* What is asked
Count the lines in the records below that contain the string "hockey", and reply with only that number.

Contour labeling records
** begin **

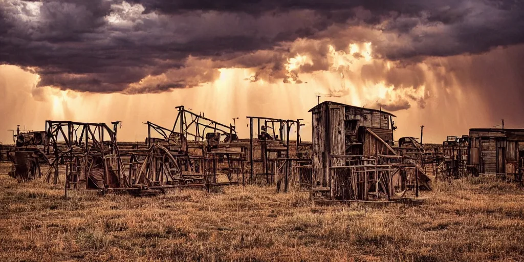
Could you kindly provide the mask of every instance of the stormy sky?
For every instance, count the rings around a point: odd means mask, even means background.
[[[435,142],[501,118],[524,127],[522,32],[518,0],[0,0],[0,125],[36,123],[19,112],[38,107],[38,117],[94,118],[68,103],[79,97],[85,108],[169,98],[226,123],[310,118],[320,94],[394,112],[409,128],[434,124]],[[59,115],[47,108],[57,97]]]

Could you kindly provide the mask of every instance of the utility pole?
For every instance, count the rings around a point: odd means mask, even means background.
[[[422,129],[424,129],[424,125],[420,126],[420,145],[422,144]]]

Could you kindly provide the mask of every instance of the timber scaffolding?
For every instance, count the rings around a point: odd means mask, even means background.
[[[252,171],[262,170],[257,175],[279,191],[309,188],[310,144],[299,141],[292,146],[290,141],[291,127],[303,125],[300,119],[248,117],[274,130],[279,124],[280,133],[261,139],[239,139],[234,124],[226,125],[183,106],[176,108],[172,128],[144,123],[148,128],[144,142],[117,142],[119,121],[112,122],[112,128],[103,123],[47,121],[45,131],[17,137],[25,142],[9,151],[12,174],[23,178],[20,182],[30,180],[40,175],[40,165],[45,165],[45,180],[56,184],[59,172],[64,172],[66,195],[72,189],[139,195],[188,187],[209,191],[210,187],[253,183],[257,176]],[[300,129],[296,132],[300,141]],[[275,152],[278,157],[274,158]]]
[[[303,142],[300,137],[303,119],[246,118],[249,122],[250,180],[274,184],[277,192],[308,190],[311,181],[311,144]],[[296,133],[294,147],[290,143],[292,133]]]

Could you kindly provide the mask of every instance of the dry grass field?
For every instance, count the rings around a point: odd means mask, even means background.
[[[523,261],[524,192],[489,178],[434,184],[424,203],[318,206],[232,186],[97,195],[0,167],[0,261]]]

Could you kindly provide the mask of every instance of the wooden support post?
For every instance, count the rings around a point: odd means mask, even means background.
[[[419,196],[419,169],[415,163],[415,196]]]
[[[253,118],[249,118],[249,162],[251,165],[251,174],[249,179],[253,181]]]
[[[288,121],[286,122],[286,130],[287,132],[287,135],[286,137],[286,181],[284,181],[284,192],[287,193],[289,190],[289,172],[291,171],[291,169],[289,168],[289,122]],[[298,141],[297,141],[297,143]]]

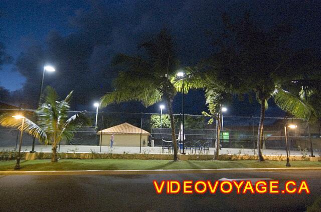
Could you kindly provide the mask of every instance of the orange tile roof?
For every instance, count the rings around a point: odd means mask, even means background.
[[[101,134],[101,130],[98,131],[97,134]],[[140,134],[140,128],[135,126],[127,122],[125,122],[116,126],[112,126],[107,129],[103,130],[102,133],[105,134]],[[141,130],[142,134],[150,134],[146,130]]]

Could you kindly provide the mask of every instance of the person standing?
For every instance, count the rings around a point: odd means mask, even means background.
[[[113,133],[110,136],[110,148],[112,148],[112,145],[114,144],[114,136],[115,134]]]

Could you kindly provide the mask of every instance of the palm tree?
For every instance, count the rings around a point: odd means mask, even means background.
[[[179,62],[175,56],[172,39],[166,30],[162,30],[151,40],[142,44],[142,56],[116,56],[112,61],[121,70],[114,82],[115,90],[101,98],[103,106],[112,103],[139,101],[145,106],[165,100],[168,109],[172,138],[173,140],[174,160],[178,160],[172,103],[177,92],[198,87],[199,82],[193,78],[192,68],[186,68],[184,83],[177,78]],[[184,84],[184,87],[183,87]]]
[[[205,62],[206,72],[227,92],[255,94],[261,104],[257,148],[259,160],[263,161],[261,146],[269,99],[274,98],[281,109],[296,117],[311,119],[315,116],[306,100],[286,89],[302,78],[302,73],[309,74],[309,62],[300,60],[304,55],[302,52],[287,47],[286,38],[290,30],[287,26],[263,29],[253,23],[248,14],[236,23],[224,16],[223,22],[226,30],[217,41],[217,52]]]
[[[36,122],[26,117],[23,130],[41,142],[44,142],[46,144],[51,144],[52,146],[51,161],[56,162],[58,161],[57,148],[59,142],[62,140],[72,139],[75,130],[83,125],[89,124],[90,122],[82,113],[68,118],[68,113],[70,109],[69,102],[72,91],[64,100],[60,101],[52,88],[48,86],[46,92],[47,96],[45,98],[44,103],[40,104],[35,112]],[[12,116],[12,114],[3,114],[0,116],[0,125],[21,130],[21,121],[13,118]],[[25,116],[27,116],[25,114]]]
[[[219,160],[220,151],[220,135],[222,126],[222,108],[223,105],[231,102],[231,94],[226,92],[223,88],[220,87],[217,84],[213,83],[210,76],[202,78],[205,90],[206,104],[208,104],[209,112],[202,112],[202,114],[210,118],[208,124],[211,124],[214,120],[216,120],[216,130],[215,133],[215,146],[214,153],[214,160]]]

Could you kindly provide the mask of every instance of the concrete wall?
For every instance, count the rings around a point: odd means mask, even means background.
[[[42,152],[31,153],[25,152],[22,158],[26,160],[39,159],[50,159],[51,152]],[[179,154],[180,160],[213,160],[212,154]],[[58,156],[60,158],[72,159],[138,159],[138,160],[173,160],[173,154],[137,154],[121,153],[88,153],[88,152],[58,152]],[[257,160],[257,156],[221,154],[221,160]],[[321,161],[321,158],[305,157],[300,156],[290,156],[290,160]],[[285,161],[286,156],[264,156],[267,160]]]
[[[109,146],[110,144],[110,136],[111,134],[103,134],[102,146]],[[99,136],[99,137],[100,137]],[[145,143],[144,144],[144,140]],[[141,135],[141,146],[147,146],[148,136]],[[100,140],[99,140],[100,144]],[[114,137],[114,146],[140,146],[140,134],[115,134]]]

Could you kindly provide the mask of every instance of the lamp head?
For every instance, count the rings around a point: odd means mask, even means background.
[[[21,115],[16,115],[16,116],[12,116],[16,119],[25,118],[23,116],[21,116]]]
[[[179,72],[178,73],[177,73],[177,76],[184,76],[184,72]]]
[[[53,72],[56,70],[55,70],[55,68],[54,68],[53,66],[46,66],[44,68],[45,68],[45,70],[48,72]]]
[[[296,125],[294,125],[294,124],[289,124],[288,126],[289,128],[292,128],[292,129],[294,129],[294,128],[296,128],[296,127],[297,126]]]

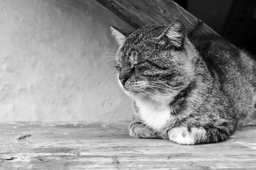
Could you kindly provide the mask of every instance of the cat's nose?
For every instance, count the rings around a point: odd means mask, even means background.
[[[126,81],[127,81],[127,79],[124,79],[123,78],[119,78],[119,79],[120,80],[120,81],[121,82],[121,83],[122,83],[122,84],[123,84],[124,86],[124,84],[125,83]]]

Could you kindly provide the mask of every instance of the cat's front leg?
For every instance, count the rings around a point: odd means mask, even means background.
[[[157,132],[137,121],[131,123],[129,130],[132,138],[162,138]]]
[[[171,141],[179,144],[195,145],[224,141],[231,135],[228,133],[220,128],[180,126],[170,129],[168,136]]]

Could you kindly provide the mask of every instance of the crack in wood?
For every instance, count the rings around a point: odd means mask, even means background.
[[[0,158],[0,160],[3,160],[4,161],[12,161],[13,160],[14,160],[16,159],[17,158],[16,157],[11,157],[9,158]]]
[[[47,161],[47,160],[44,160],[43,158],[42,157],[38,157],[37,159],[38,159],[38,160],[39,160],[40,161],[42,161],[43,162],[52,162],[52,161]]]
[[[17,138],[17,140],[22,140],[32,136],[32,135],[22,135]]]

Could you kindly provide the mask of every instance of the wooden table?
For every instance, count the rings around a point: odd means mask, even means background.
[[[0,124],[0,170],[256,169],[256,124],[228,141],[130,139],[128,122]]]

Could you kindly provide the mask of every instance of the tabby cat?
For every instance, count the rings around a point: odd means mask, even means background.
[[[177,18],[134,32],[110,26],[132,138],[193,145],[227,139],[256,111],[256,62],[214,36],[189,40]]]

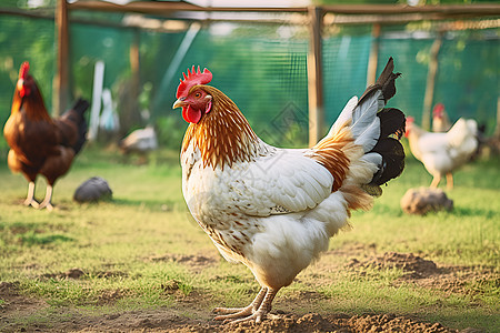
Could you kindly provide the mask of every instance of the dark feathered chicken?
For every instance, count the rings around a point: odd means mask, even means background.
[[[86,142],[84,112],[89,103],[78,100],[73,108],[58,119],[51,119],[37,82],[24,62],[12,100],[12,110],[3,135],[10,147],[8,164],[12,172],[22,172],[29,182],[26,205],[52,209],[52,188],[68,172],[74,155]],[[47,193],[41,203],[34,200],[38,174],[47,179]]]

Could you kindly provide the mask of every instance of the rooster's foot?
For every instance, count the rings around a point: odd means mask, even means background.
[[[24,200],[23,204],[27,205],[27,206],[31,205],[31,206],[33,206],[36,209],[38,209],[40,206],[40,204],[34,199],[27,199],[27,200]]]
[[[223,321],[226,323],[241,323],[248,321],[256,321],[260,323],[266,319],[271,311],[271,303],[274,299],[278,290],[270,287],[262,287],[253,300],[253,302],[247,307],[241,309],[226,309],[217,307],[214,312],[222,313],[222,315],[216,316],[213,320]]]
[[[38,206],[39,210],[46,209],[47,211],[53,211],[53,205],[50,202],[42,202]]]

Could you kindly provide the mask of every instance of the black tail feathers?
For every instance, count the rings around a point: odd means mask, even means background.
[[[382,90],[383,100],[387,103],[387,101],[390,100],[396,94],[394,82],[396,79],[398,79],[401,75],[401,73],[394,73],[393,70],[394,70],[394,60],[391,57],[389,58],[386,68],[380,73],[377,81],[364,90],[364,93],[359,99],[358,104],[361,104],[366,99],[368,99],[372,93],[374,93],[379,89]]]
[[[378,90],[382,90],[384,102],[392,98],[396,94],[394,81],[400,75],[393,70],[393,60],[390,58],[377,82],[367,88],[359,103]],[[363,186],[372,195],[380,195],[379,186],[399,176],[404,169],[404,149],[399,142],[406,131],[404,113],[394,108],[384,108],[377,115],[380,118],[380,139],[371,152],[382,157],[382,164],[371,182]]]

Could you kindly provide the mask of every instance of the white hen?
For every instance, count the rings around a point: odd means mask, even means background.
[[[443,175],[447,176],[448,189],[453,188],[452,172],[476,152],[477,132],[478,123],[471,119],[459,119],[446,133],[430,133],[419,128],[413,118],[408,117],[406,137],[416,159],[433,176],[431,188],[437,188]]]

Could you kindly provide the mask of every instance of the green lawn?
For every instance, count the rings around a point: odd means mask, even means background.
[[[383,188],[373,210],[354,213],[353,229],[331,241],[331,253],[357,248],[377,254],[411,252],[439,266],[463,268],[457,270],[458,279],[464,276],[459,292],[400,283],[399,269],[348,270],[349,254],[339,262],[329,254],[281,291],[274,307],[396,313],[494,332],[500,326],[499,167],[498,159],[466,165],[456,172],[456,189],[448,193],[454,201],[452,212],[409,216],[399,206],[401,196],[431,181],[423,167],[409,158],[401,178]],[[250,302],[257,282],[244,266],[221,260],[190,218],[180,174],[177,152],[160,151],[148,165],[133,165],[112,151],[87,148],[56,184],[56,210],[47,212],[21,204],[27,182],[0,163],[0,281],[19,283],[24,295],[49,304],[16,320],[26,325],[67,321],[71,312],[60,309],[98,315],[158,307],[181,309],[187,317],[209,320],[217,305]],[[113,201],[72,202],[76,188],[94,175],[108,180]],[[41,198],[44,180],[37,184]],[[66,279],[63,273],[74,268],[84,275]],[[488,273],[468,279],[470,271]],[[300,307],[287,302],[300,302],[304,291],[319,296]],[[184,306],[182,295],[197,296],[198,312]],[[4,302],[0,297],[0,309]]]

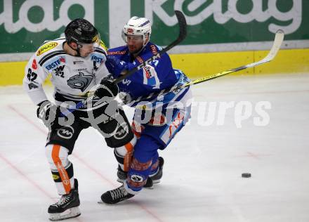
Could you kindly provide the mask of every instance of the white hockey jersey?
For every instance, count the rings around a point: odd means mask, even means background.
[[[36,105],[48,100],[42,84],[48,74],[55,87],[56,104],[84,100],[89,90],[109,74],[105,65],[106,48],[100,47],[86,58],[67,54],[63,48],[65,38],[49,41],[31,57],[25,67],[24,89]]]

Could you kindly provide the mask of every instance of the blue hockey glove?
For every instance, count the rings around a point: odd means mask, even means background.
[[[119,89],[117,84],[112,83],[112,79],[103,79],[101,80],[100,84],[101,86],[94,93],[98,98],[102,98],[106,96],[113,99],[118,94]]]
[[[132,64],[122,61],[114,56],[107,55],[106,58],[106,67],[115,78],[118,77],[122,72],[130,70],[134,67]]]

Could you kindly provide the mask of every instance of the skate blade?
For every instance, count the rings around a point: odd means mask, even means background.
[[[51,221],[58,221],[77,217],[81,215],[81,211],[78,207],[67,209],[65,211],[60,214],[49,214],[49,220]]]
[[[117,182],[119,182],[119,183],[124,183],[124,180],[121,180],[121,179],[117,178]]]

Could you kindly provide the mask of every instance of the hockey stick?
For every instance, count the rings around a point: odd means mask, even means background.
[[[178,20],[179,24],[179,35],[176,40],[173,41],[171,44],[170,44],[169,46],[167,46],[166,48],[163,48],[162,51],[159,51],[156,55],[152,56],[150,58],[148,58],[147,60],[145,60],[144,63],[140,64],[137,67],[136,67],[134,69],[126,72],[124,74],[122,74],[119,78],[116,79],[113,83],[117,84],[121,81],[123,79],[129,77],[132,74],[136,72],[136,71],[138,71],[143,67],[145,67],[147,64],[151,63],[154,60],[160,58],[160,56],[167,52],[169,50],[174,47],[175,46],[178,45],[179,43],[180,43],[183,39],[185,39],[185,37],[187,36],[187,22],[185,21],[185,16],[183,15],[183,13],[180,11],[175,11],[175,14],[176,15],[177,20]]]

** end **

* Answer
3